* _Work instruction_: Beginning at the line that includes "Please put a dot on every instance of the light" in the entries below, print each line exactly as it appears, through the last one.

[Data excerpts]
------------------------------------------------------------------------

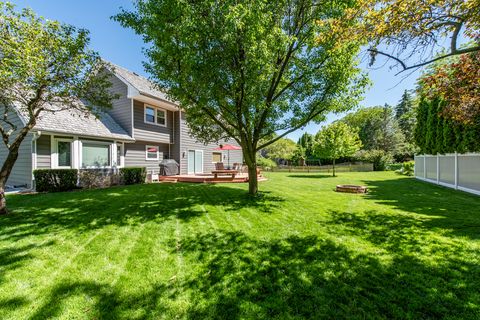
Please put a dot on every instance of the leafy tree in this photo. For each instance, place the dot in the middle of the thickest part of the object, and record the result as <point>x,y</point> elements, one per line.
<point>455,82</point>
<point>306,142</point>
<point>44,65</point>
<point>336,141</point>
<point>377,128</point>
<point>247,69</point>
<point>280,149</point>
<point>411,32</point>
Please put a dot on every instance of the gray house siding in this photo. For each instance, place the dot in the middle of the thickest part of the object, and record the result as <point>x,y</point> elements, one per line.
<point>135,155</point>
<point>22,170</point>
<point>190,143</point>
<point>150,132</point>
<point>121,110</point>
<point>176,138</point>
<point>44,152</point>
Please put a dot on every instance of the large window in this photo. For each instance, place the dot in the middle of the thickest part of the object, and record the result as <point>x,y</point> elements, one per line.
<point>95,155</point>
<point>216,157</point>
<point>152,153</point>
<point>155,116</point>
<point>64,154</point>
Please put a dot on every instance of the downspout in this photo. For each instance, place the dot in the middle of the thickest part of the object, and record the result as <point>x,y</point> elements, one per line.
<point>35,137</point>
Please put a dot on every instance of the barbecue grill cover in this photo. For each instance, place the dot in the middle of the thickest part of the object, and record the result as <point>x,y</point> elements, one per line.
<point>169,167</point>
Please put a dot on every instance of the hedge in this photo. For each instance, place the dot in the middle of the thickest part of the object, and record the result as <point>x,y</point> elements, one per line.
<point>436,134</point>
<point>133,175</point>
<point>55,180</point>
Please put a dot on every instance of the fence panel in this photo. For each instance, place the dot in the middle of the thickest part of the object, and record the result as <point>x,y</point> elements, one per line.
<point>469,172</point>
<point>459,171</point>
<point>420,166</point>
<point>431,167</point>
<point>446,169</point>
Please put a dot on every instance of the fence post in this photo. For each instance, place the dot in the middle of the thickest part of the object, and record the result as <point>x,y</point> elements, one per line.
<point>456,170</point>
<point>424,167</point>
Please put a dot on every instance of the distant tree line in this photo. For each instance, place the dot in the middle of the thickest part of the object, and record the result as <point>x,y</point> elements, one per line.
<point>437,133</point>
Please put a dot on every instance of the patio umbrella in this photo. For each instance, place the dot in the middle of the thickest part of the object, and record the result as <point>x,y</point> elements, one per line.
<point>228,147</point>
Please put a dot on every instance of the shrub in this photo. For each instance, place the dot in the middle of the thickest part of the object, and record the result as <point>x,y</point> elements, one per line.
<point>379,158</point>
<point>265,163</point>
<point>133,175</point>
<point>55,180</point>
<point>98,178</point>
<point>407,168</point>
<point>394,166</point>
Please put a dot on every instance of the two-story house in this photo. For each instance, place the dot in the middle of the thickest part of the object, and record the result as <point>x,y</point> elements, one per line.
<point>142,128</point>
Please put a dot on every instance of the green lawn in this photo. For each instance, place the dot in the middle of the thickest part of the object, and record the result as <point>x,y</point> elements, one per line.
<point>405,250</point>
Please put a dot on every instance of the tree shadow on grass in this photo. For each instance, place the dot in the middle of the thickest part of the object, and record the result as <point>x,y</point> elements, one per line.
<point>297,277</point>
<point>310,176</point>
<point>126,205</point>
<point>456,213</point>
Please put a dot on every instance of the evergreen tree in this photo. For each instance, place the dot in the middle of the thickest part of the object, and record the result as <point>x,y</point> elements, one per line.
<point>405,116</point>
<point>449,142</point>
<point>421,128</point>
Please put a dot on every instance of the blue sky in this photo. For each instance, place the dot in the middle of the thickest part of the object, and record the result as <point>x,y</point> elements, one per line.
<point>123,47</point>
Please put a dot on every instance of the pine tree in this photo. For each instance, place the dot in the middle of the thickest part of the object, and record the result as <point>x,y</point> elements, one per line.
<point>421,128</point>
<point>405,116</point>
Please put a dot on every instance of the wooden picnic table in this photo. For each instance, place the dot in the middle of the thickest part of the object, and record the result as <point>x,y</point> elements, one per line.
<point>216,173</point>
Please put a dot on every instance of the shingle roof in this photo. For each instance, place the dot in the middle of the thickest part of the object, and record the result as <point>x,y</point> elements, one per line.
<point>142,84</point>
<point>80,122</point>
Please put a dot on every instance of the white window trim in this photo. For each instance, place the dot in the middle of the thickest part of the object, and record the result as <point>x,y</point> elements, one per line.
<point>145,106</point>
<point>110,149</point>
<point>220,158</point>
<point>146,153</point>
<point>55,153</point>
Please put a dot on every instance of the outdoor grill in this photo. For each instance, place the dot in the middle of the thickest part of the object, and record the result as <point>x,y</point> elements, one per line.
<point>169,167</point>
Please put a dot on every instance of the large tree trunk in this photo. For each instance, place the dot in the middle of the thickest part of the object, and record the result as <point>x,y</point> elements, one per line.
<point>251,161</point>
<point>4,174</point>
<point>252,179</point>
<point>334,167</point>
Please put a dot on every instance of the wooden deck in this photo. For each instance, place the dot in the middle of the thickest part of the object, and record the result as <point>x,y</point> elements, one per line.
<point>208,178</point>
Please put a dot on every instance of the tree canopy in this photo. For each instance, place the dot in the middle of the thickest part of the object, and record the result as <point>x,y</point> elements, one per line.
<point>45,66</point>
<point>336,141</point>
<point>281,149</point>
<point>246,70</point>
<point>456,81</point>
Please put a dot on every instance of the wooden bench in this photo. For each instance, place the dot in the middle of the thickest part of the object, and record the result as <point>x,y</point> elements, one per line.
<point>232,173</point>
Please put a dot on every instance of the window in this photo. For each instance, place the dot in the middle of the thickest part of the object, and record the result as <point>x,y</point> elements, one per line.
<point>119,155</point>
<point>64,153</point>
<point>149,115</point>
<point>95,155</point>
<point>155,116</point>
<point>152,153</point>
<point>217,157</point>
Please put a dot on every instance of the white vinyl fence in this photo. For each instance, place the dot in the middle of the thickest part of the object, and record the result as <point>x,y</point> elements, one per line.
<point>458,171</point>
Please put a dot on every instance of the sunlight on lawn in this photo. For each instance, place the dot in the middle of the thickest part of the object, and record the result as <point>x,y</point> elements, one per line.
<point>407,249</point>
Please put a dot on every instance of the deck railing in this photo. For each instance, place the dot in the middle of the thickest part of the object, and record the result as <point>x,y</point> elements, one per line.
<point>342,167</point>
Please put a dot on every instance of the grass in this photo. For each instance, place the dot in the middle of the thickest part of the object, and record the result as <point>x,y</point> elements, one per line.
<point>405,250</point>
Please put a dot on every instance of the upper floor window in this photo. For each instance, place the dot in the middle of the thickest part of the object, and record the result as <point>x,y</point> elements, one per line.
<point>64,151</point>
<point>156,116</point>
<point>152,153</point>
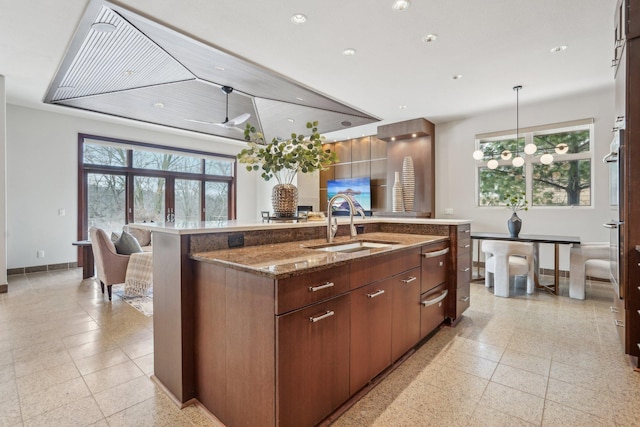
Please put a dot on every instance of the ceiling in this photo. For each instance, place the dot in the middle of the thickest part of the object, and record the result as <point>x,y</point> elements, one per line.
<point>177,50</point>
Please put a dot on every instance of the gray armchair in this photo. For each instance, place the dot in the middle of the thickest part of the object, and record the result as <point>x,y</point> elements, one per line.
<point>110,265</point>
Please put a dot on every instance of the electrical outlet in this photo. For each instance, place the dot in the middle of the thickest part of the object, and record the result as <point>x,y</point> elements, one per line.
<point>235,240</point>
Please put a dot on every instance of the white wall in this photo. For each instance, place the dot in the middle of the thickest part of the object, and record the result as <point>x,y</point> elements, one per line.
<point>42,177</point>
<point>455,170</point>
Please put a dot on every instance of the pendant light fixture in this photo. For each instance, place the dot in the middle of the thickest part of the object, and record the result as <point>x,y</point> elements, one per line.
<point>518,160</point>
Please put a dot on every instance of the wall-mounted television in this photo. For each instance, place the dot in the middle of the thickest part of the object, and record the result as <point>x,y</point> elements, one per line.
<point>359,189</point>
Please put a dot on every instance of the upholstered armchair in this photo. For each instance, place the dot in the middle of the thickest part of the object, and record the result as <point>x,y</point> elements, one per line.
<point>587,259</point>
<point>504,259</point>
<point>110,265</point>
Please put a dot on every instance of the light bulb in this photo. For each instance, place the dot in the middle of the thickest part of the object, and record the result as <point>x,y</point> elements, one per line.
<point>546,159</point>
<point>517,161</point>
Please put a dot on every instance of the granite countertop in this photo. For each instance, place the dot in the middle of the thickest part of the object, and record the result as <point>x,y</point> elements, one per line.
<point>282,260</point>
<point>197,227</point>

------------------------------------------------------------------------

* _Answer space_:
Please put a dot on every instance of the light bulb in this photo. For each instance, place the dot in the middle of the thickest part of the object, and record the result as <point>x,y</point> elements, one per line.
<point>546,159</point>
<point>517,161</point>
Please put a dot on every instance of the granite countertop in this photo. For each instance, place the dot in the middle of the thickest part of the object, and record the result as <point>x,y</point> elements, one per line.
<point>282,260</point>
<point>197,227</point>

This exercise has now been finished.